SHORT TASK
Copy every line of the material from the line containing "logo mural is located." through the line containing "1076,567,1113,610", leaving all other text unchanged. In the answers, multiply each bounding-box coordinate by 1.45 and round it to a whole number, rounding halves up.

Raw records:

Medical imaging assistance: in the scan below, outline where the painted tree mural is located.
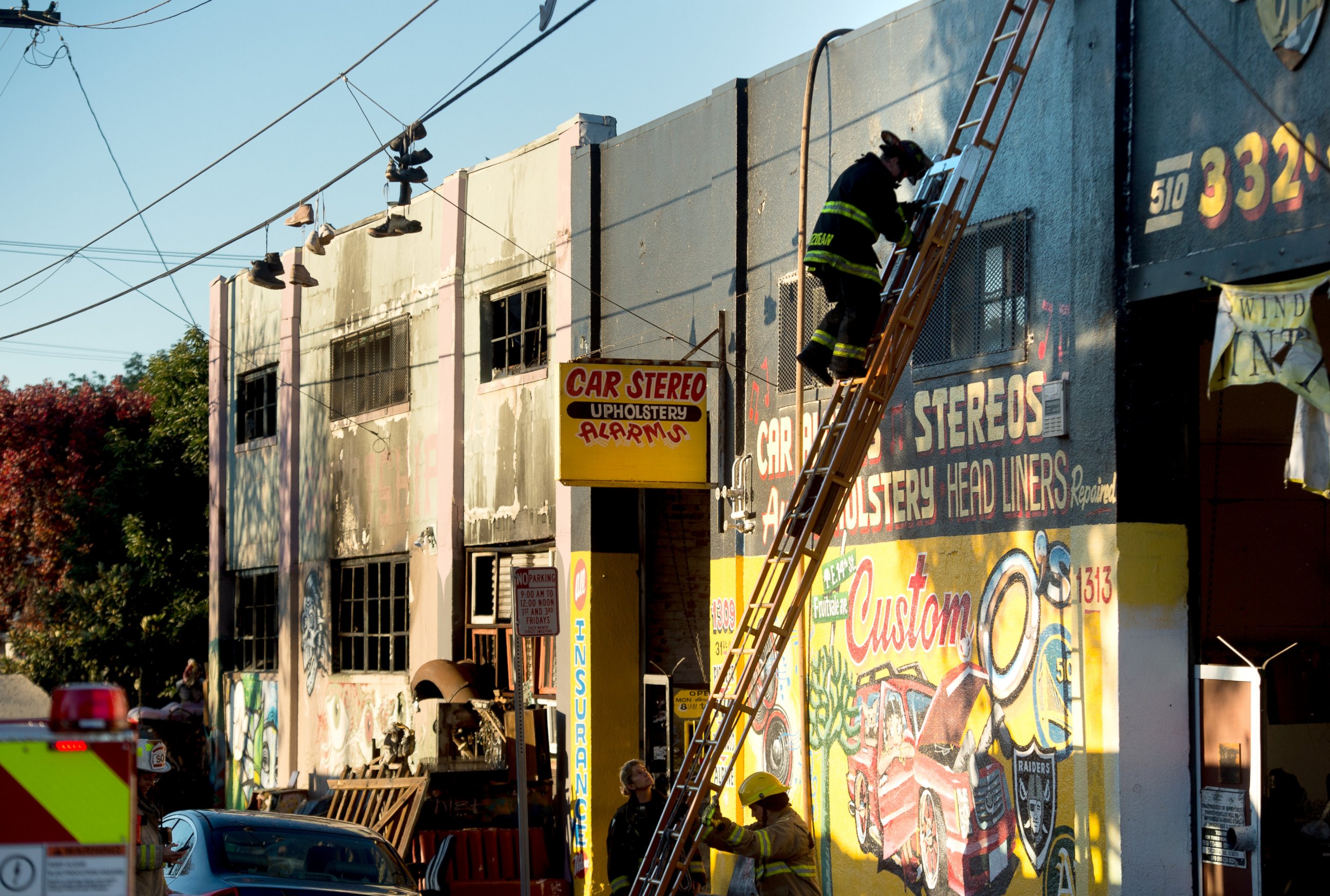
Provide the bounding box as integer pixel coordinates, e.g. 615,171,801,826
807,646,859,896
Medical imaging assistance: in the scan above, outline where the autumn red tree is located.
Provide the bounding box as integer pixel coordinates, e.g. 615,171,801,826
0,379,151,617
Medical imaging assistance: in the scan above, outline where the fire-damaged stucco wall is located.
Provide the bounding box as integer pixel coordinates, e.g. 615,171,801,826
222,278,281,569
452,119,613,545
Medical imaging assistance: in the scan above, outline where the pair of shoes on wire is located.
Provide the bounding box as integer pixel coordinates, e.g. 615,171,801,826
245,252,319,290
305,223,337,255
370,212,424,238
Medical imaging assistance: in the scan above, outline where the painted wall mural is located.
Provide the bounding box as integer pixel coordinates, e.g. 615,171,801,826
226,673,278,808
713,525,1116,896
301,569,328,696
314,682,418,775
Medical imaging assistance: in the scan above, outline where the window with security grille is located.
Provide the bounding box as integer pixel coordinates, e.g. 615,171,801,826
328,317,411,420
481,283,549,379
231,569,277,671
912,210,1031,365
236,364,277,445
775,274,831,392
332,556,411,671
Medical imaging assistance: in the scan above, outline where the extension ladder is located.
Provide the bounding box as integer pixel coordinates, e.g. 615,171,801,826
629,0,1053,896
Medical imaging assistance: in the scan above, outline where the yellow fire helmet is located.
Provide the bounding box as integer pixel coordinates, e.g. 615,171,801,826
739,771,790,808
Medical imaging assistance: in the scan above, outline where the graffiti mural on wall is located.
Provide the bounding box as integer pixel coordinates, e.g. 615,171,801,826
807,532,1096,896
226,674,278,808
315,685,418,775
301,569,328,696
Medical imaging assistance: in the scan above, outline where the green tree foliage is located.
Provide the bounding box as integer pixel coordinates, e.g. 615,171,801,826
0,329,207,702
809,645,859,896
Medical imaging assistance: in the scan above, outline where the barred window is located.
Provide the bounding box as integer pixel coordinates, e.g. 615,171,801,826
330,317,411,420
332,556,411,671
912,210,1031,365
231,569,277,671
481,283,549,379
768,274,831,392
236,364,277,445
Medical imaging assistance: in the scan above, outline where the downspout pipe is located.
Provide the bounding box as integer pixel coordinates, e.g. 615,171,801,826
794,28,852,845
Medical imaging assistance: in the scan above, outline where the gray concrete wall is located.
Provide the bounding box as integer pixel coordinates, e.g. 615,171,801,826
463,133,561,545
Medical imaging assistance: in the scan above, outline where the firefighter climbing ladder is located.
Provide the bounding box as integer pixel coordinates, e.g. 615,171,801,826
631,0,1053,896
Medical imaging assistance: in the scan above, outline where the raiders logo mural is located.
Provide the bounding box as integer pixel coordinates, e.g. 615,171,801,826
1011,742,1058,868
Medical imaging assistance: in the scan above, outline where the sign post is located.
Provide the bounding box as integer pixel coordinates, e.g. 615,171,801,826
512,567,559,896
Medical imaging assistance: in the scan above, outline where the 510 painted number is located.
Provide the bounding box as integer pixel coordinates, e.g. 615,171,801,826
1076,567,1113,610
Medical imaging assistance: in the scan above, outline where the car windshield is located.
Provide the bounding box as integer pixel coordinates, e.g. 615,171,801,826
213,826,415,887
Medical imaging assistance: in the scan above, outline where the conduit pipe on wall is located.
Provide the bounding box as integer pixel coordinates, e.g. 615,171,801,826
794,28,852,840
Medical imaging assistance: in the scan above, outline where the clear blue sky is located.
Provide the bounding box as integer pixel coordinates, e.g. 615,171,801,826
0,0,906,387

EXERCISE RESPONSE
Medical imaging assistance: in the scan above, outline where the raiders logo mural is located.
Provide the bounding box as integer pixel coordinates, e.g. 615,171,801,826
1466,1076,1534,1259
Medical imaging assistance: in the scan above, outline where the sign post is located.
Provide the bounding box as integer pixel coordinates, e.g. 615,171,801,826
742,822,811,1299
Medical imaging assistance: in the scan above, outline where the 510 painted number is located.
Provide the bounding box as integer pixel coordinates, e.g. 615,171,801,826
1560,822,1614,885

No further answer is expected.